EXERCISE OBJECTIVE:
Once the pictures are removed, reproduce what is left of the data below exactly.

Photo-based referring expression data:
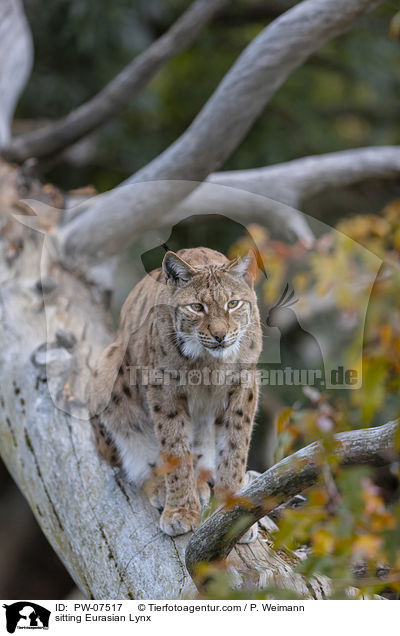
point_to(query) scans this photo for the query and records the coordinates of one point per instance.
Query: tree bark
(105, 533)
(216, 131)
(220, 532)
(294, 181)
(119, 92)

EXERCISE RESULT:
point_to(query) scans this photo for the query and records the coordinates of one point per instance.
Query: tree bark
(105, 533)
(216, 131)
(220, 532)
(294, 181)
(119, 92)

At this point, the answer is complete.